Reproduce, word for word, the part of the commentary on the kidney-donation TV hoax starting with "Viewers were salivating" and going on through "to stay tuned.".

* Text under study:
※ ※ ※

The problem is that this caper is neither socially-responsible awareness-raising television, nor a modern twist on the innocence of Candid Camera-style TV.
Viewers were salivating to watch not because they were eager to learn about the plight of those seeking kidney transplants, but because they thought they would be tuning in to another racy postpub freakshow, only with higher stakes. Like junkies who need forever larger doses of their pet drug to achieve the same thrill, watchers of this kind of programme now seek more and more shameless behaviour by participants to persuade them to stay tuned.
You doubt it? Then just tune in to gawp at the freaks that Channel 4 has assembled for its latest series of Big Brother – the sort of people you would sear your own eyeballs with a blowtorch to avoid ever having to meet in person.
With this confected controversy, Endemol has not only lowered the bar for tawdriness on telly, they have turned organ donation into a subject for Zoo TV by sucking three genuine kidney-seekers into their hoax by persuading them that – far from trivialising their life-and-death predicaments – they’d be making a powerful contribution to a national medical debate.

※ ※ ※

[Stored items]
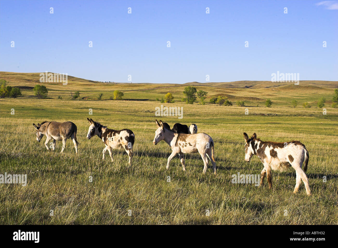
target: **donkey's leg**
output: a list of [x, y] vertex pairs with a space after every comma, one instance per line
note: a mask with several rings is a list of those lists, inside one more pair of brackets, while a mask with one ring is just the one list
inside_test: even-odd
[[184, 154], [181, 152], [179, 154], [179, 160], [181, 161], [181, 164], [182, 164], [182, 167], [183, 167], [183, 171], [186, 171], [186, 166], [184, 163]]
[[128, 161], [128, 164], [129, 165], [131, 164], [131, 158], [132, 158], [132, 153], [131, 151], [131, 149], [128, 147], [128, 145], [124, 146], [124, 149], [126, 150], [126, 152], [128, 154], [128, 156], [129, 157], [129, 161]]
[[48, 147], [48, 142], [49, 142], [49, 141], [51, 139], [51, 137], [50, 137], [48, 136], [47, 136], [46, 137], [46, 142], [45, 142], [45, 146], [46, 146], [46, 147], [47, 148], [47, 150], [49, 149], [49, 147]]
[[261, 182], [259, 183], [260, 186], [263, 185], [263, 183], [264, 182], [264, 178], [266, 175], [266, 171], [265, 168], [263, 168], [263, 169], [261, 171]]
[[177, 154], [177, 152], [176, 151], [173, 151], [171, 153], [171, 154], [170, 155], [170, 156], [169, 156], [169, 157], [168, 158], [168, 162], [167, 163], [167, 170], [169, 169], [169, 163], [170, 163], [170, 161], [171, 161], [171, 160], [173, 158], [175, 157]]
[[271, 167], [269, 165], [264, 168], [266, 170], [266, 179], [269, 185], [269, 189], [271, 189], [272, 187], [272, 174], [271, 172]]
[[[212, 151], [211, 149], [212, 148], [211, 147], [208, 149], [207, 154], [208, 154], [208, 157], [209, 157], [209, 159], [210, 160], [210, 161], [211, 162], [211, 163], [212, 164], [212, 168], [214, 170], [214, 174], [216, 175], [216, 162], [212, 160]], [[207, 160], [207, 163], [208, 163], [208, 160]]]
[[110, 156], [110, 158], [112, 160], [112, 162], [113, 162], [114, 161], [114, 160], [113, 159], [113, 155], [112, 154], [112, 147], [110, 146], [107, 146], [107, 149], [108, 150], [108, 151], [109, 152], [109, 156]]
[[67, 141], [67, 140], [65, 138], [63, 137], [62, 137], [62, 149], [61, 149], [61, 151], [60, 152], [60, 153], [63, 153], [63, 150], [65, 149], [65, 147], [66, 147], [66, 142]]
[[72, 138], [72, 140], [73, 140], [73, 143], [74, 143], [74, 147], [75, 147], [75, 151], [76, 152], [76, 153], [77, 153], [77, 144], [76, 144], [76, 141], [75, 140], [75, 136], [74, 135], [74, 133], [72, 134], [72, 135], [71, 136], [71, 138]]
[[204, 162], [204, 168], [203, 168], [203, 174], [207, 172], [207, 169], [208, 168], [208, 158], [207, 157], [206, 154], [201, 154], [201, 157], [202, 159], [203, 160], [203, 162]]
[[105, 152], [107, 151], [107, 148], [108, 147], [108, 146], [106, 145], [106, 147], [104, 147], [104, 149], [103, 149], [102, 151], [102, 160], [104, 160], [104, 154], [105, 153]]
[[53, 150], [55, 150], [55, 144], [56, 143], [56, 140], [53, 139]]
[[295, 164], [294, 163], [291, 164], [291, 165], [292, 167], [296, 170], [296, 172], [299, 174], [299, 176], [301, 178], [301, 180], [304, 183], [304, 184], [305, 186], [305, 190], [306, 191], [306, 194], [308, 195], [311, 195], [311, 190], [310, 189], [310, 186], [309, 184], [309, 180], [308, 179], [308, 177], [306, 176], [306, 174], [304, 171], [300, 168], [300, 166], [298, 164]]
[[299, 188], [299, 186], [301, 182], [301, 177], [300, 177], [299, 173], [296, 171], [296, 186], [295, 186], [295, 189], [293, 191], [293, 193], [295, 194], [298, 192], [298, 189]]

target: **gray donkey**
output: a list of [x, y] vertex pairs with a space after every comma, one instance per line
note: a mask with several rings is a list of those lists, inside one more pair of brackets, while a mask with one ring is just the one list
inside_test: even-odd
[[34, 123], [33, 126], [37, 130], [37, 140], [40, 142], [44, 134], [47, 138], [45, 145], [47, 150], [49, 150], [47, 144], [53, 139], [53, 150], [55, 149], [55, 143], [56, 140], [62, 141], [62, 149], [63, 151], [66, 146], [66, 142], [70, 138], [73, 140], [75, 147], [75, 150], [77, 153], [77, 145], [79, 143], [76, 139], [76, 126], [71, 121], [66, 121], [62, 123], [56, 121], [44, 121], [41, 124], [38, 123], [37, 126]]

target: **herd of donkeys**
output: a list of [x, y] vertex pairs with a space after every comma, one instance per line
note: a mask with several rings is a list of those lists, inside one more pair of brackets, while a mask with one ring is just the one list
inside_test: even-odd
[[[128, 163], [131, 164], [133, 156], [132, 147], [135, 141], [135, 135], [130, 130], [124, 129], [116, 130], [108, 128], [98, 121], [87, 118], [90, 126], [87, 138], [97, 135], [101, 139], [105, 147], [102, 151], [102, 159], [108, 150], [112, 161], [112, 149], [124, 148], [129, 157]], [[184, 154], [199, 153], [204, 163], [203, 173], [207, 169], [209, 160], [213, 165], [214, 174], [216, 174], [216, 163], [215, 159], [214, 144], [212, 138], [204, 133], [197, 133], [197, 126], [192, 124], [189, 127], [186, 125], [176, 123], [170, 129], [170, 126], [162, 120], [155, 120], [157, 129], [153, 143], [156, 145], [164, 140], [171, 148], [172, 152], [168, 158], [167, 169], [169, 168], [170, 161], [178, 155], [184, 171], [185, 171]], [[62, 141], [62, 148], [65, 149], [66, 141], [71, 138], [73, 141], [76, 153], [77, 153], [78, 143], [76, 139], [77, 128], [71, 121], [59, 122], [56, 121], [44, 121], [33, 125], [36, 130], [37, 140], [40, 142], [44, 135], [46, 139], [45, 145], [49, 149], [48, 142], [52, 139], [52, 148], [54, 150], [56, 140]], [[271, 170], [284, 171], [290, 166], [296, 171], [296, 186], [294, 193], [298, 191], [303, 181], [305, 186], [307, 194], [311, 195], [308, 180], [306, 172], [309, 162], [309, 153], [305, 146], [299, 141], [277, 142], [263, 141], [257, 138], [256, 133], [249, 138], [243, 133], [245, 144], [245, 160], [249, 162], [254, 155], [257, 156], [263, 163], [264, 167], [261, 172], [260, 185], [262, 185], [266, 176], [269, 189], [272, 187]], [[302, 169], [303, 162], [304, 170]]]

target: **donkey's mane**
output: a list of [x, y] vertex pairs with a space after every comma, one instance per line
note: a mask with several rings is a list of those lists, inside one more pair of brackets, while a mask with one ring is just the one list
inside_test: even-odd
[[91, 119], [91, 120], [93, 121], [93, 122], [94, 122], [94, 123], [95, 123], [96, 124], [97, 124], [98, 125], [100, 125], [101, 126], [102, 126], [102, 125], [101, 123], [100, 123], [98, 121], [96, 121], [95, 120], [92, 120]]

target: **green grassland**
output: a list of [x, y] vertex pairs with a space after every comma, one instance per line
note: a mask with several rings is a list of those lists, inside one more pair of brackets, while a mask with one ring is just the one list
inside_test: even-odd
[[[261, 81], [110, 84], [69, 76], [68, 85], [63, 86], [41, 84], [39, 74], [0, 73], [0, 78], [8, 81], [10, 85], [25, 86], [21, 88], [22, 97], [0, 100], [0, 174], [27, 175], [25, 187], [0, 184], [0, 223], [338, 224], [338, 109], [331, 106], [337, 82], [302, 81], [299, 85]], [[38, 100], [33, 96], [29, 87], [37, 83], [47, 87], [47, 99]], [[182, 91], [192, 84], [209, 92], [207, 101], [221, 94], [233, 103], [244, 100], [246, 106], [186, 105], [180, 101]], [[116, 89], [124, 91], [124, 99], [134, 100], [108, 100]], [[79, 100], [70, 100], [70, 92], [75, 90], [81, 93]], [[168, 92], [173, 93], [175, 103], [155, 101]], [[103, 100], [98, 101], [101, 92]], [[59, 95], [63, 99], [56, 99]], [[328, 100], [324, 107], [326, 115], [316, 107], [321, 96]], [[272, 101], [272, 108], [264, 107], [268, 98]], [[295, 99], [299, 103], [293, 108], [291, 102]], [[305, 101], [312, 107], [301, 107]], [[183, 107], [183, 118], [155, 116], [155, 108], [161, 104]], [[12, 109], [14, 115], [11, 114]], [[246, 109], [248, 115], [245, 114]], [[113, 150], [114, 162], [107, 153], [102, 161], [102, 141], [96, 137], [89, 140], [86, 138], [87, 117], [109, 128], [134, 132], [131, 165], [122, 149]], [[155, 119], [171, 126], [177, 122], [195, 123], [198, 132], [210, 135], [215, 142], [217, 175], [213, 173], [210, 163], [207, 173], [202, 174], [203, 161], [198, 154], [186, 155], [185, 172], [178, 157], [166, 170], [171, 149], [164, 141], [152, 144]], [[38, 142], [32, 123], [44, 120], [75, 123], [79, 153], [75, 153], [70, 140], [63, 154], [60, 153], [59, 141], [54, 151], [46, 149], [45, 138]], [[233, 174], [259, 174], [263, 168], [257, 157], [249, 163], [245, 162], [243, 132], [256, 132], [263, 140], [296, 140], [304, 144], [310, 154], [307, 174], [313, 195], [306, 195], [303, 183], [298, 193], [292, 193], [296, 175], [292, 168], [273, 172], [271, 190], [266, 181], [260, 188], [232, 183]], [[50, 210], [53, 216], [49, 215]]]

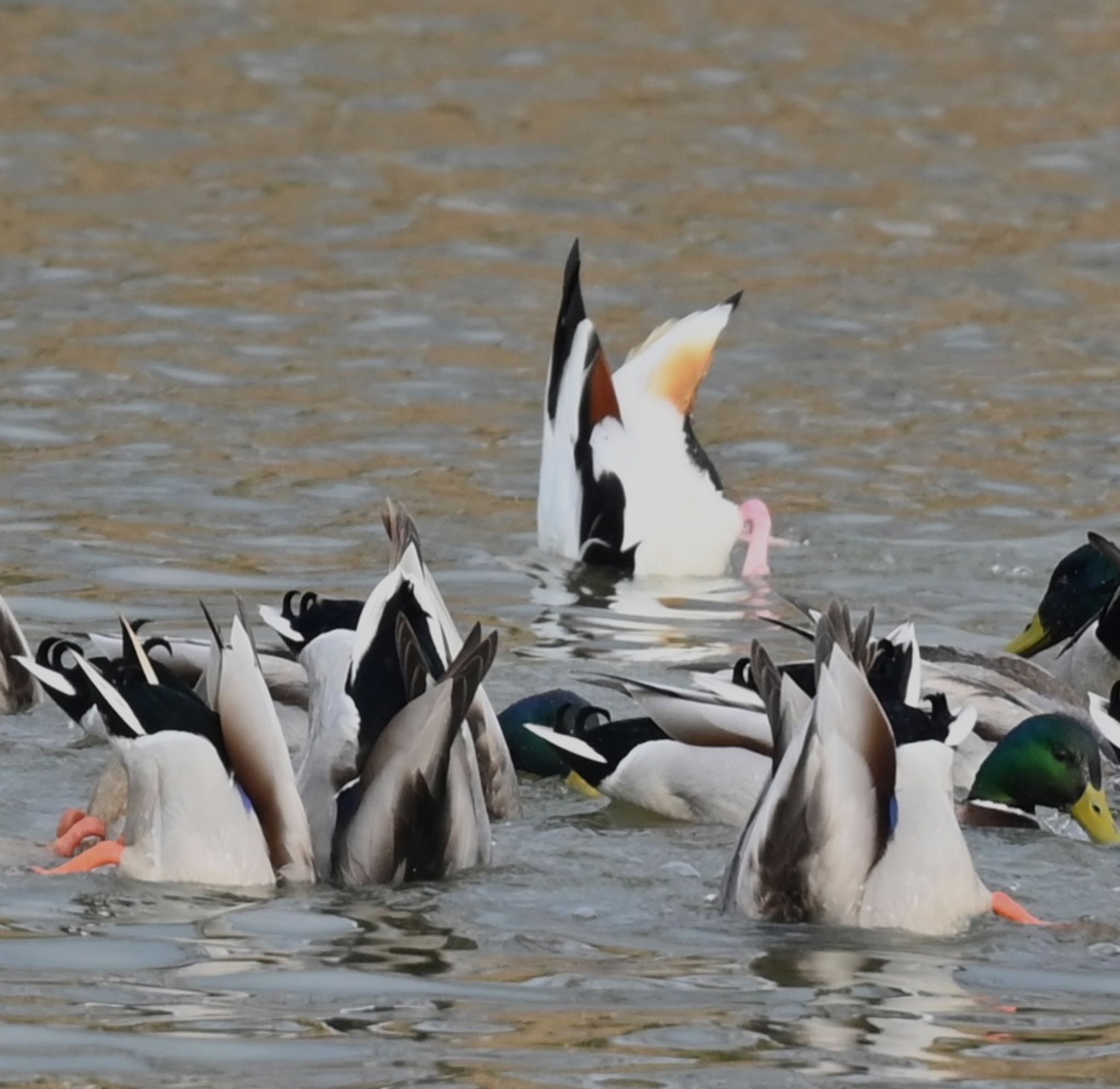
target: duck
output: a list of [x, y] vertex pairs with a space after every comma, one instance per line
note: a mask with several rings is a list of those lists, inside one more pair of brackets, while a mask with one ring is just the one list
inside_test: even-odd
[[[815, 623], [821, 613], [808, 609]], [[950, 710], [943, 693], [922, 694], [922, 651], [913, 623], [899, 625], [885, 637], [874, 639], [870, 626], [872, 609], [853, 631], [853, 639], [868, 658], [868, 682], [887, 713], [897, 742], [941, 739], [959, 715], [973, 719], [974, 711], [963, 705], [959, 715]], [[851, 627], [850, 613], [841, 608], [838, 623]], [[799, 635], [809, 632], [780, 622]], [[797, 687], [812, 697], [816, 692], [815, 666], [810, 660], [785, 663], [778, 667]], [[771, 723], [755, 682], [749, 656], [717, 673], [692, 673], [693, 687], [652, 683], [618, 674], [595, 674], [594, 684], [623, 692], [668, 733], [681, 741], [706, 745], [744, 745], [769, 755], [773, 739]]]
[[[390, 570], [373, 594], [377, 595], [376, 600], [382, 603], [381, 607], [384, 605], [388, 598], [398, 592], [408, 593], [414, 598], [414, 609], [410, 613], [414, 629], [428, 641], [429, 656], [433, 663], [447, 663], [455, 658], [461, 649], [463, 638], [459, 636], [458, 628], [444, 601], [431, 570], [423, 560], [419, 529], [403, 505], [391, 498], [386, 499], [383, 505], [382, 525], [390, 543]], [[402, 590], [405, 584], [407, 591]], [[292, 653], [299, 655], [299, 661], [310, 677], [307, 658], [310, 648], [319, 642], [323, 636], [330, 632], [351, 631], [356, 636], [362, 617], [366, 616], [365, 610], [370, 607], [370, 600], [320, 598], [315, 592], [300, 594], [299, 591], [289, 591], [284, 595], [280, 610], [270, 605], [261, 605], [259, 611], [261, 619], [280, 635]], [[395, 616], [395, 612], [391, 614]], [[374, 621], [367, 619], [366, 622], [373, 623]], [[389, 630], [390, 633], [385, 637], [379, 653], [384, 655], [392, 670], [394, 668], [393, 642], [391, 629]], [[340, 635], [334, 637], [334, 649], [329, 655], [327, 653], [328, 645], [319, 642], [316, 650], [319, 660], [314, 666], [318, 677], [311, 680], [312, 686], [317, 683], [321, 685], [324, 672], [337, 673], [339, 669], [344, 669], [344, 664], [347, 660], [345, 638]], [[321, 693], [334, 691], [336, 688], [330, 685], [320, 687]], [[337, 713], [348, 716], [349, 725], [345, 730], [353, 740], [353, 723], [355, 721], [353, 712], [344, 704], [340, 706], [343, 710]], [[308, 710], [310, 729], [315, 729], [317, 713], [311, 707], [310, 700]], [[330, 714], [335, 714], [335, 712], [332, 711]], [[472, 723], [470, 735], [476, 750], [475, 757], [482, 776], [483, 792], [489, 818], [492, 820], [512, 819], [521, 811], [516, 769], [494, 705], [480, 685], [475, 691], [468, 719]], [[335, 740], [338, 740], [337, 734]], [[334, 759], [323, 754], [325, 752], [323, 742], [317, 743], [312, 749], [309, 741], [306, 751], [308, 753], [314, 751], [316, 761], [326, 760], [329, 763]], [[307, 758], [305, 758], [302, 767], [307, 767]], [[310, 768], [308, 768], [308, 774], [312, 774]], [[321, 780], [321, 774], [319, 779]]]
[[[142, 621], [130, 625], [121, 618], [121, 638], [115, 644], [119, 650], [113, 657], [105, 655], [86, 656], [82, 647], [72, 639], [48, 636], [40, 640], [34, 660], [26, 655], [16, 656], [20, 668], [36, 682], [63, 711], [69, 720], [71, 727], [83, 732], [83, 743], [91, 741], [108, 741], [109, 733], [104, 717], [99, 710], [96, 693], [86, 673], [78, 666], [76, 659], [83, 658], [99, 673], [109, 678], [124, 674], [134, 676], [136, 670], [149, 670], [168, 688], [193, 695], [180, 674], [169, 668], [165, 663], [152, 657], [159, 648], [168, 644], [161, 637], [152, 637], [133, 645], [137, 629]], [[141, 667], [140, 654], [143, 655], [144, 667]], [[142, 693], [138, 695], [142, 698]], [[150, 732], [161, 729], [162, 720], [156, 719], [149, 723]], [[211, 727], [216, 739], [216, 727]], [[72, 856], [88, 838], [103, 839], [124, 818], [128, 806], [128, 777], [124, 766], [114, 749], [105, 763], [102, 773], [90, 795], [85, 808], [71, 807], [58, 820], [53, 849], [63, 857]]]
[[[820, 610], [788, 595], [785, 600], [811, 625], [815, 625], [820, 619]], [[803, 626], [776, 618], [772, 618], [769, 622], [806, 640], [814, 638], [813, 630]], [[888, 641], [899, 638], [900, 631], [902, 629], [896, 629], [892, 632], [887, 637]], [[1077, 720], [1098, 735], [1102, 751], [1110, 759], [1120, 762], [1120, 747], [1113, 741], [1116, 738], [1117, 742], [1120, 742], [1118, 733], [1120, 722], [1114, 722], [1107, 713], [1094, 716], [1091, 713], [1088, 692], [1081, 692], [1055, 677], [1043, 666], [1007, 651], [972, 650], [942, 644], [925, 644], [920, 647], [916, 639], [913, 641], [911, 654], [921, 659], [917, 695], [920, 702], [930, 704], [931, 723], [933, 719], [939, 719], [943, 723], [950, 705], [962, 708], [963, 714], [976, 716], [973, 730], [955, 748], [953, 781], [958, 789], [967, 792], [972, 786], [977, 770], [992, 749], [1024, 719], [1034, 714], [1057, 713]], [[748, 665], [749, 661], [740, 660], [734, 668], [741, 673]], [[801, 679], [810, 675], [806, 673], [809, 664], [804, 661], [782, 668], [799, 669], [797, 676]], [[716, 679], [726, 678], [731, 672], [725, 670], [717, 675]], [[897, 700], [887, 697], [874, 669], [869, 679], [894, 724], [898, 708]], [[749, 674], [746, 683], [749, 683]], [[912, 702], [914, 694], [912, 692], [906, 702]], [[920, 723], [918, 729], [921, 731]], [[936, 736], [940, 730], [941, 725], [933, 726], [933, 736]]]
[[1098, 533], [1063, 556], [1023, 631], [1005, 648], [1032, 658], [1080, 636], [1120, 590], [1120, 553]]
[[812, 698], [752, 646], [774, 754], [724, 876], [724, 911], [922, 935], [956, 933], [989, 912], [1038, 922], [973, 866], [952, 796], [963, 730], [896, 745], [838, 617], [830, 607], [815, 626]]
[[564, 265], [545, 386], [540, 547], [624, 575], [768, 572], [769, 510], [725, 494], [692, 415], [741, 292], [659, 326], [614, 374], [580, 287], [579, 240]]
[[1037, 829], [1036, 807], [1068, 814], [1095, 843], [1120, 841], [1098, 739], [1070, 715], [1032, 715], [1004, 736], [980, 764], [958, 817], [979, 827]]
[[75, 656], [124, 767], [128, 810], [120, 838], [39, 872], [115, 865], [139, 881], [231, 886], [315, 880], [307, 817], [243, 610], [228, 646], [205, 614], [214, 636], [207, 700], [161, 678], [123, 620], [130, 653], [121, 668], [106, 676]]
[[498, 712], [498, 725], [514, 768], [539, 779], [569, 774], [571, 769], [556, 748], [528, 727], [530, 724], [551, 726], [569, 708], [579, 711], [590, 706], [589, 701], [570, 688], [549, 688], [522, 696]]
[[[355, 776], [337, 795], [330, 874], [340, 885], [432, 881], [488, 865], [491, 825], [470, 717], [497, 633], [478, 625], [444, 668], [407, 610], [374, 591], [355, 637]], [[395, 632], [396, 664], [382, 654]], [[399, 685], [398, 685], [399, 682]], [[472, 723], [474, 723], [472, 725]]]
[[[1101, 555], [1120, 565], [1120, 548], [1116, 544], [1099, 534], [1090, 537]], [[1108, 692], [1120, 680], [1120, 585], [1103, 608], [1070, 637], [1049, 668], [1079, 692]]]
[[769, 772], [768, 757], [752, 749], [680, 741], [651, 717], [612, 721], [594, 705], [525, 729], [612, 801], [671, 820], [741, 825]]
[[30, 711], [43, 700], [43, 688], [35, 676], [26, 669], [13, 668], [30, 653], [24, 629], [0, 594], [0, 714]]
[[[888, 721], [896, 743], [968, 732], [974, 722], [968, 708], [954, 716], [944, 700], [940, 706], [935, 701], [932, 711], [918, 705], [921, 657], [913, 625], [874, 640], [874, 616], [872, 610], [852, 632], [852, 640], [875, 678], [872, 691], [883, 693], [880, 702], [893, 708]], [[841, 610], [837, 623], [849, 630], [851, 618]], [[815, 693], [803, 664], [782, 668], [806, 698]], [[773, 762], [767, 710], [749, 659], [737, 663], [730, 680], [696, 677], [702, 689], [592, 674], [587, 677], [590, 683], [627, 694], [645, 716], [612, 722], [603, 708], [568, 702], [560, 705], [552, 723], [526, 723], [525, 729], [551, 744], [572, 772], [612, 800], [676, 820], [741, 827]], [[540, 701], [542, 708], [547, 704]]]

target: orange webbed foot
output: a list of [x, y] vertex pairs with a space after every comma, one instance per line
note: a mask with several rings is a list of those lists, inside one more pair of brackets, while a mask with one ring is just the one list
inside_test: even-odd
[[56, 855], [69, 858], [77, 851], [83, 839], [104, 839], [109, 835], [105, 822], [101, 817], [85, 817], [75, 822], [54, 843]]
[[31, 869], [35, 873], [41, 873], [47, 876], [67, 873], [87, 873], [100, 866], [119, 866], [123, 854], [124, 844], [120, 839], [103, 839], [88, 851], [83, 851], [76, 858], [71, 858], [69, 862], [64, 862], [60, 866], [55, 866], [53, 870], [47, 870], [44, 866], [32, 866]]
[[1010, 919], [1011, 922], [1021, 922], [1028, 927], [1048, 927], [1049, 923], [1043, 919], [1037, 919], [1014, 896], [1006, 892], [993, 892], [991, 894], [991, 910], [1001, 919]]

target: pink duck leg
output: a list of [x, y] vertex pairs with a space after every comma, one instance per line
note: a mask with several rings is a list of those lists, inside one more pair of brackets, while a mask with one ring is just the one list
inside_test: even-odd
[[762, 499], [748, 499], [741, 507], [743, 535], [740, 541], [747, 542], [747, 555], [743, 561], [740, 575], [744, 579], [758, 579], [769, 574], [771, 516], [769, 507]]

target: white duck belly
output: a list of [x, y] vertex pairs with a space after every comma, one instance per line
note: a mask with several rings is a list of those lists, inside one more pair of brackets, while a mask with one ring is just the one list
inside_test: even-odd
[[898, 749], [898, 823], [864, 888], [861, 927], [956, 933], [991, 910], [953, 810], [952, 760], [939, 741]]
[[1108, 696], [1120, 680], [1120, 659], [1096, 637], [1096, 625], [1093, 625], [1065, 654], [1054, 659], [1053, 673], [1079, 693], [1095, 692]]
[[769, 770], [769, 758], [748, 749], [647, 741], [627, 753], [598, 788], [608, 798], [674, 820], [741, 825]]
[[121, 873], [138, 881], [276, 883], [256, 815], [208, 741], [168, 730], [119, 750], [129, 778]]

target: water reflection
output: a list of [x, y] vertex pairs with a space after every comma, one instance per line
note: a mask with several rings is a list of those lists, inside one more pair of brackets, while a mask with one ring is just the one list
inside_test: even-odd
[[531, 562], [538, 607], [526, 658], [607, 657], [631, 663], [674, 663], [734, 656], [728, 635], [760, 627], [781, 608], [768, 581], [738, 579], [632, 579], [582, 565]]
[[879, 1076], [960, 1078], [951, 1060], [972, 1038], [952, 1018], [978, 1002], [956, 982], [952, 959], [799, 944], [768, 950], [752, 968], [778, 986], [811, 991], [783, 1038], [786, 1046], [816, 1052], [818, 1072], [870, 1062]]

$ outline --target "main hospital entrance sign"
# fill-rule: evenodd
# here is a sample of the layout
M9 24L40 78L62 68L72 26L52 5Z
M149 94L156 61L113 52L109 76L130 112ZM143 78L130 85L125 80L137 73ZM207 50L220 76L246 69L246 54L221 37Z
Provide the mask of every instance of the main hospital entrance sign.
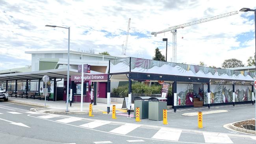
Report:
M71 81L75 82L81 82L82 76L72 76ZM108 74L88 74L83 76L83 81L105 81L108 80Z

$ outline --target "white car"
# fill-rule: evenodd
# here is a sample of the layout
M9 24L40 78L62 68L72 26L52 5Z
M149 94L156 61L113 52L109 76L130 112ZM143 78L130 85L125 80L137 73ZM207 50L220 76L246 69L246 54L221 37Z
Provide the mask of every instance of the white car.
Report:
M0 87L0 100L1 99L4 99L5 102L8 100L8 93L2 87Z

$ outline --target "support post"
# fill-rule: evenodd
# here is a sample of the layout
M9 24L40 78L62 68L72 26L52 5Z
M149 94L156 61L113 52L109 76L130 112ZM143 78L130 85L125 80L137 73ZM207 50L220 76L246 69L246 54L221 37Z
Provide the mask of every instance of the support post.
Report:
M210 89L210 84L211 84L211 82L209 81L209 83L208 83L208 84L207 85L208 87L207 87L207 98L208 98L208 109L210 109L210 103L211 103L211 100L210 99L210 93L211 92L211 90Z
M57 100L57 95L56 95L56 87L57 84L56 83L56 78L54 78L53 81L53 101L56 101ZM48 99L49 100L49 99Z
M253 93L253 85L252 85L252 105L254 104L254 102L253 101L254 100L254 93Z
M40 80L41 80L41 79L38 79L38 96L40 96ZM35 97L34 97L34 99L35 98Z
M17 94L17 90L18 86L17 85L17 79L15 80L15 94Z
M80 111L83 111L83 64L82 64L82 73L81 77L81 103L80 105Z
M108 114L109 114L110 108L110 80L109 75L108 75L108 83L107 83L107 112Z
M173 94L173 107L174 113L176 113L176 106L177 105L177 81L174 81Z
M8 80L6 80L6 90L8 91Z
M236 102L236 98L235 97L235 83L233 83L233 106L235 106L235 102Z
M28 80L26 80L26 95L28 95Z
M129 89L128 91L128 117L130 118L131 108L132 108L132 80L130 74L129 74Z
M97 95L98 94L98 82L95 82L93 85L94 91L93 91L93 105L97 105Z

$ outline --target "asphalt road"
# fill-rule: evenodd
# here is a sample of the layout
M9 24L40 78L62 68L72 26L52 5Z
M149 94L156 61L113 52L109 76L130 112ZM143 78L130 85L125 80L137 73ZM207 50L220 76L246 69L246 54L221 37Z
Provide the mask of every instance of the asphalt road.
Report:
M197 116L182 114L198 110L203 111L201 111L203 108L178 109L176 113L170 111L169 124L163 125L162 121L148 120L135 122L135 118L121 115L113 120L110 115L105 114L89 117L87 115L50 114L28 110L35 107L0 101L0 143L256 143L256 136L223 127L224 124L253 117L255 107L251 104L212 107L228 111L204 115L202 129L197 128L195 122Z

※ ※ ※

* Expected output:
Viewers were salivating to watch not because they were eager to learn about the plight of those seeking kidney transplants, but because they thought they would be tuning in to another racy postpub freakshow, only with higher stakes. Like junkies who need forever larger doses of their pet drug to achieve the same thrill, watchers of this kind of programme now seek more and more shameless behaviour by participants to persuade them to stay tuned.